**Action item**
Could you copy every record below exactly as it stands?

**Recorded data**
=== Begin Enclosure ===

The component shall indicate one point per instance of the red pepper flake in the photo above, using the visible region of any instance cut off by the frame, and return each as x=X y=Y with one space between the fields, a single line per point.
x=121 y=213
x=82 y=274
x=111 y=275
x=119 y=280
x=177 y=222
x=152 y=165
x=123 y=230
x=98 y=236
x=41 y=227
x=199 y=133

=== End Enclosure ===

**Answer section**
The component shall indicate one point per instance of the red pepper flake in the photo above, using the visible region of any instance cut off by the frame, and return each as x=X y=Y with one space between the fields, a single line per point.
x=121 y=213
x=82 y=274
x=111 y=275
x=119 y=280
x=177 y=222
x=152 y=165
x=123 y=230
x=98 y=236
x=41 y=227
x=199 y=133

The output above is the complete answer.